*BRIEF*:
Each entry that follows should be retyped exactly.
··· AVAILABLE RECORDS ···
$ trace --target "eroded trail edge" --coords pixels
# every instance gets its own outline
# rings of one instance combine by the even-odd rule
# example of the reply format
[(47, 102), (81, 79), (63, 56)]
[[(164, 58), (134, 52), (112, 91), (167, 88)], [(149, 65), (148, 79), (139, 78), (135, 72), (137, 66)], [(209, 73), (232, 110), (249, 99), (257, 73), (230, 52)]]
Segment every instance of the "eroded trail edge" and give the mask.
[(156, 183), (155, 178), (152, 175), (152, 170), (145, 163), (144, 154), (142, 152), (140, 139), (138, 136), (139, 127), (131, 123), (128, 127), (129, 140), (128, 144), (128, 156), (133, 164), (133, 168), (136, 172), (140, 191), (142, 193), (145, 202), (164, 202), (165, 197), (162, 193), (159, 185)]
···
*ANSWER TO THE PROBLEM*:
$ trace --target "eroded trail edge" --coords pixels
# every instance gets its own outline
# rings of one instance combine by the even-odd rule
# example of the reply format
[(47, 102), (81, 79), (63, 56)]
[[(164, 58), (134, 52), (112, 91), (167, 88)], [(149, 65), (148, 79), (139, 78), (135, 72), (137, 66)], [(209, 73), (232, 110), (249, 99), (257, 73), (230, 52)]]
Segment every instance of the "eroded trail edge" and give the mask.
[(156, 183), (155, 178), (152, 175), (152, 170), (145, 163), (144, 154), (142, 152), (140, 139), (138, 136), (139, 127), (131, 123), (128, 127), (129, 140), (128, 144), (128, 156), (133, 164), (133, 168), (136, 172), (140, 191), (142, 193), (145, 202), (164, 202), (165, 197), (162, 193), (159, 185)]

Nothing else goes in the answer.